◆ Goal of the exercise
Each line that contains the string "blurred" counts once; report how many such lines appear in the data, as a number only.

+++

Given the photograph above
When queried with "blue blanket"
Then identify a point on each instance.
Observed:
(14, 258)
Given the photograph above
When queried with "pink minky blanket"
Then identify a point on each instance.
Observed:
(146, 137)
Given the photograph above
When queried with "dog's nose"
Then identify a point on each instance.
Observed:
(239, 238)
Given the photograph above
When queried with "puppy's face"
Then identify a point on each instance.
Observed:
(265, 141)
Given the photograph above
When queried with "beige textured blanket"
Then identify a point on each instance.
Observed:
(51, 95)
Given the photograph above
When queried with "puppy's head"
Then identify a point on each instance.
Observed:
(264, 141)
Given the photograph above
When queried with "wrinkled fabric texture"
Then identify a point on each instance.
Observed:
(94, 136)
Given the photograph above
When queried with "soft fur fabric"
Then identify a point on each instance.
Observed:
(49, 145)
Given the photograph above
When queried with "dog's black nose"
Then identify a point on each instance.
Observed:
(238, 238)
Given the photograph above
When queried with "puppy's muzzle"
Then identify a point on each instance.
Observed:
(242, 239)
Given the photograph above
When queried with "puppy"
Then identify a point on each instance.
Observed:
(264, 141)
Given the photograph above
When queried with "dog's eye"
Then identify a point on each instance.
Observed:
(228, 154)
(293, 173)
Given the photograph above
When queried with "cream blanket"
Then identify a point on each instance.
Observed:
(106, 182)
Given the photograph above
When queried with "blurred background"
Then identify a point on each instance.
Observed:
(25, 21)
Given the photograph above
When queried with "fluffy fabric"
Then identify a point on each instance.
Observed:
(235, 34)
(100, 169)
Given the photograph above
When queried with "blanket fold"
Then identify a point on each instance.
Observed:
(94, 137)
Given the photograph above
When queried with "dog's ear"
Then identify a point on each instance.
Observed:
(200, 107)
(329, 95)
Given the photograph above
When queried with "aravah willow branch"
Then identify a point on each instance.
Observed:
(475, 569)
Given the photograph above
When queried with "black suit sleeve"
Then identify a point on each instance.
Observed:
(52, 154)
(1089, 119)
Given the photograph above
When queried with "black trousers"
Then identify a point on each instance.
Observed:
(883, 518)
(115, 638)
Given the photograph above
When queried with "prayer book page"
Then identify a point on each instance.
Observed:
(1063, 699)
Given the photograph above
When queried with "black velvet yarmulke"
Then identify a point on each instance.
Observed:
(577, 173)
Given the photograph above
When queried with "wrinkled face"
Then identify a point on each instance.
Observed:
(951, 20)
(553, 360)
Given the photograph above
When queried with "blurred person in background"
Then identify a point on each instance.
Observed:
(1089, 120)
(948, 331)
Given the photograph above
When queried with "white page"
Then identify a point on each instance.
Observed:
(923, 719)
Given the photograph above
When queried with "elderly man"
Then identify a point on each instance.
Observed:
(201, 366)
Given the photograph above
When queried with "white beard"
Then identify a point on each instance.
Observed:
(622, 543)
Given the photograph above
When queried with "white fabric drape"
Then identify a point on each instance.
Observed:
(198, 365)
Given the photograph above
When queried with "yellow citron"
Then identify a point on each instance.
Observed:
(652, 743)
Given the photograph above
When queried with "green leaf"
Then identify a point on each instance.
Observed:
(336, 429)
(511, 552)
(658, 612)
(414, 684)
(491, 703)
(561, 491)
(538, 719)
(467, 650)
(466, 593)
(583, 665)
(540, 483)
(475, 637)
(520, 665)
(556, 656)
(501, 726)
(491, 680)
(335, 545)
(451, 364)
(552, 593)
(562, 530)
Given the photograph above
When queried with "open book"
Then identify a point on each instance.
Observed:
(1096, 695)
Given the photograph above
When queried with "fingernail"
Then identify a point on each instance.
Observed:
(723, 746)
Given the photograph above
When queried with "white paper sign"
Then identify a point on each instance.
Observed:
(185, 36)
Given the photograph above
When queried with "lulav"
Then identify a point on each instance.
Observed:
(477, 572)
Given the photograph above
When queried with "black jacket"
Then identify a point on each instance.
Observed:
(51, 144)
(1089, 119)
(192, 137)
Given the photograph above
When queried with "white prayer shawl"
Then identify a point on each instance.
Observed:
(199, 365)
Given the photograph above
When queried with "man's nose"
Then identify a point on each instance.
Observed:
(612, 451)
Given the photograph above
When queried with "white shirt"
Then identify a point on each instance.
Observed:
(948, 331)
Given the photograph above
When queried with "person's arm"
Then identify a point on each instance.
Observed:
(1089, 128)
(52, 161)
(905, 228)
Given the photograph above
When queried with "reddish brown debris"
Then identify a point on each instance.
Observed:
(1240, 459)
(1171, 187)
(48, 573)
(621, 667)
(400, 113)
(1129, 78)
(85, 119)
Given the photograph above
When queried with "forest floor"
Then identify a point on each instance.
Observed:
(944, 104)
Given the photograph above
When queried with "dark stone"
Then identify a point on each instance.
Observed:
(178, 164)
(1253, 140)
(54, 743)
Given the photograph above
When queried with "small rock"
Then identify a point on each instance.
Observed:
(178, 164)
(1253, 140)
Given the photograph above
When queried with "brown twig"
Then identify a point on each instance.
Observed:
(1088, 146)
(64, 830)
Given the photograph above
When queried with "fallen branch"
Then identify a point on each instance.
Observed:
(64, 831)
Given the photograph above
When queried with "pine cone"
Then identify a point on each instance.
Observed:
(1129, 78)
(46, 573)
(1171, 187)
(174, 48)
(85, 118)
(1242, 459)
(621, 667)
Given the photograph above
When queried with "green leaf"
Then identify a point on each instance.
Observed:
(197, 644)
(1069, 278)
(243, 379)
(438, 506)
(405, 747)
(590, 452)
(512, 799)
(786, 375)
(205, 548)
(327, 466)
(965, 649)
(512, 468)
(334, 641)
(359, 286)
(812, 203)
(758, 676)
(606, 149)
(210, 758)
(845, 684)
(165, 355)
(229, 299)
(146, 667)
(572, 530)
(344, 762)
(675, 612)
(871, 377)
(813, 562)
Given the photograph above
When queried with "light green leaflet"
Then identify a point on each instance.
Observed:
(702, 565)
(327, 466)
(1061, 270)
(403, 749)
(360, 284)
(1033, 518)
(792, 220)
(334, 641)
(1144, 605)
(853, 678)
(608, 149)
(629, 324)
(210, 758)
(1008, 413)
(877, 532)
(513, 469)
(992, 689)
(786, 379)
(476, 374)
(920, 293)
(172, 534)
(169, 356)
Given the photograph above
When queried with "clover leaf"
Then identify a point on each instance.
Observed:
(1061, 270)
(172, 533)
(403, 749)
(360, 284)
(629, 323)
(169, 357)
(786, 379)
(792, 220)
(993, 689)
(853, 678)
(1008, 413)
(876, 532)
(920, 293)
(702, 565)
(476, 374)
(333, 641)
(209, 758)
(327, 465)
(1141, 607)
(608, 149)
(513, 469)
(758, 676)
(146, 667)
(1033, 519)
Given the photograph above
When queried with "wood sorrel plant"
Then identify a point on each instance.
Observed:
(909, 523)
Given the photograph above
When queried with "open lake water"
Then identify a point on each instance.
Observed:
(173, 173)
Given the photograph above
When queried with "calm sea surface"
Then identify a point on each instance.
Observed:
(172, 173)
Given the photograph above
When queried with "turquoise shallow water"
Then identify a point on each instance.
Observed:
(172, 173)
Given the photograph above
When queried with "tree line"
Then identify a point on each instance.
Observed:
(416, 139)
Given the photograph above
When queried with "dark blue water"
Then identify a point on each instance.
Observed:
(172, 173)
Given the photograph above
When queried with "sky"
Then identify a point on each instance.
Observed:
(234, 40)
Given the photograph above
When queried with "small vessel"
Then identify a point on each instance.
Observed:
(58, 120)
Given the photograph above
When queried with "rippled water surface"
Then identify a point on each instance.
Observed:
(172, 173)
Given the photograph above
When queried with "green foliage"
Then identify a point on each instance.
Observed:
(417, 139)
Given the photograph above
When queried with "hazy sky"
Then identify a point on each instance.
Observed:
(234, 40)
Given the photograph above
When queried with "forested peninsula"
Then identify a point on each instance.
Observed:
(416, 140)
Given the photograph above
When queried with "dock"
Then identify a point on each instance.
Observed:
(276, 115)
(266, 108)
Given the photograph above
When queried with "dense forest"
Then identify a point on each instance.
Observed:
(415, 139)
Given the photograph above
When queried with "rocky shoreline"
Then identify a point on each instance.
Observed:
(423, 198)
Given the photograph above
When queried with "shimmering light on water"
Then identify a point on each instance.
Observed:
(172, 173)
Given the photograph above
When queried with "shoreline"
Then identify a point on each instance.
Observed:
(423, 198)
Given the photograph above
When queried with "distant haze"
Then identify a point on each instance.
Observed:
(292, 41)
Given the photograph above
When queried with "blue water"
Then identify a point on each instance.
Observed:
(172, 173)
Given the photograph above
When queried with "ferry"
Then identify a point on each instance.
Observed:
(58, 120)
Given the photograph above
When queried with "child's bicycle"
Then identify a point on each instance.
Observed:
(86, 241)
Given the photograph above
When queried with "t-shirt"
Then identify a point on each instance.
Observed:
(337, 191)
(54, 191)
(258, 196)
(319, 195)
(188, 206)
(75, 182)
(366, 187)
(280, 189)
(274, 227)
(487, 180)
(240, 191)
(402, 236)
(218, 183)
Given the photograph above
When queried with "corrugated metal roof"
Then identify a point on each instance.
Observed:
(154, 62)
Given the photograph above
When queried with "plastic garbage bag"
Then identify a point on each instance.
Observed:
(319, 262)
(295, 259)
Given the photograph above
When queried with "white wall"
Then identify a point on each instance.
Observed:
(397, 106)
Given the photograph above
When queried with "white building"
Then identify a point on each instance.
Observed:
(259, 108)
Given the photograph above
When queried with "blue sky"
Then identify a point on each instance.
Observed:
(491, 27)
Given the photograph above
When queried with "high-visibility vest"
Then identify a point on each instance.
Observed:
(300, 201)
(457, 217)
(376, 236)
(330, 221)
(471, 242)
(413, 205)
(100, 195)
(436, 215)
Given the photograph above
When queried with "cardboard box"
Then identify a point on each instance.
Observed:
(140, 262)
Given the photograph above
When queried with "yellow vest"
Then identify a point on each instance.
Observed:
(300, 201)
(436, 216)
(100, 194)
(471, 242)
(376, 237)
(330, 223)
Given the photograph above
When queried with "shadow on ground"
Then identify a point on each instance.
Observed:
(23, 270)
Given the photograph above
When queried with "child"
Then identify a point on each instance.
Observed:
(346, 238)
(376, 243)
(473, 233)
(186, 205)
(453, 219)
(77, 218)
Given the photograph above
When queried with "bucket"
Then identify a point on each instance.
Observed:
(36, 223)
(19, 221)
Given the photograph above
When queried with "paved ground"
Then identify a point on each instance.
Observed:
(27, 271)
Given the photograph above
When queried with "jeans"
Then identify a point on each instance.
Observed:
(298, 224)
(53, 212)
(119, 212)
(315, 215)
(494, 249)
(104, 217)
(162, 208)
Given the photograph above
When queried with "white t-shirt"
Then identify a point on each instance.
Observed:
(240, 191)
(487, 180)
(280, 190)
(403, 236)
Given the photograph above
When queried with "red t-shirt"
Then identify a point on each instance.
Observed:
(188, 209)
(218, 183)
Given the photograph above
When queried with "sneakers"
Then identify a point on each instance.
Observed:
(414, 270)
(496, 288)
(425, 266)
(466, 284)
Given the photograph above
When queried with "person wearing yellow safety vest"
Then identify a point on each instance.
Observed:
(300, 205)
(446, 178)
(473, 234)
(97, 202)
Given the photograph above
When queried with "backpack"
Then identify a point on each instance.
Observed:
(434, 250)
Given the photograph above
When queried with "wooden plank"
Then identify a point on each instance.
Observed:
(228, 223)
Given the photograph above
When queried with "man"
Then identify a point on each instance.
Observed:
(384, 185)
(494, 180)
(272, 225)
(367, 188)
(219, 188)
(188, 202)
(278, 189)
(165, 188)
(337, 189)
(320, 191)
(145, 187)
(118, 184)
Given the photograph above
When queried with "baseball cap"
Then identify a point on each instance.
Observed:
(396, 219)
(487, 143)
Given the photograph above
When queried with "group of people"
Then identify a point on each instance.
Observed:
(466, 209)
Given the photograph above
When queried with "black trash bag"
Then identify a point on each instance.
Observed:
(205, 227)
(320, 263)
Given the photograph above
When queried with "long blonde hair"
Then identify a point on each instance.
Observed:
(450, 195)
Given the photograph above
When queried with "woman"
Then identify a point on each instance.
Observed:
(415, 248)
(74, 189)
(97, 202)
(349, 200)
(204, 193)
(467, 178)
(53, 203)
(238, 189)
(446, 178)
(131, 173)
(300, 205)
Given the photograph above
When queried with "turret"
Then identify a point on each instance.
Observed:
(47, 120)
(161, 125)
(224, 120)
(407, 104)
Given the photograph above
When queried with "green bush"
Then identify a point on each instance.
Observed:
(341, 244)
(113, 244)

+++

◆ Solved problem
2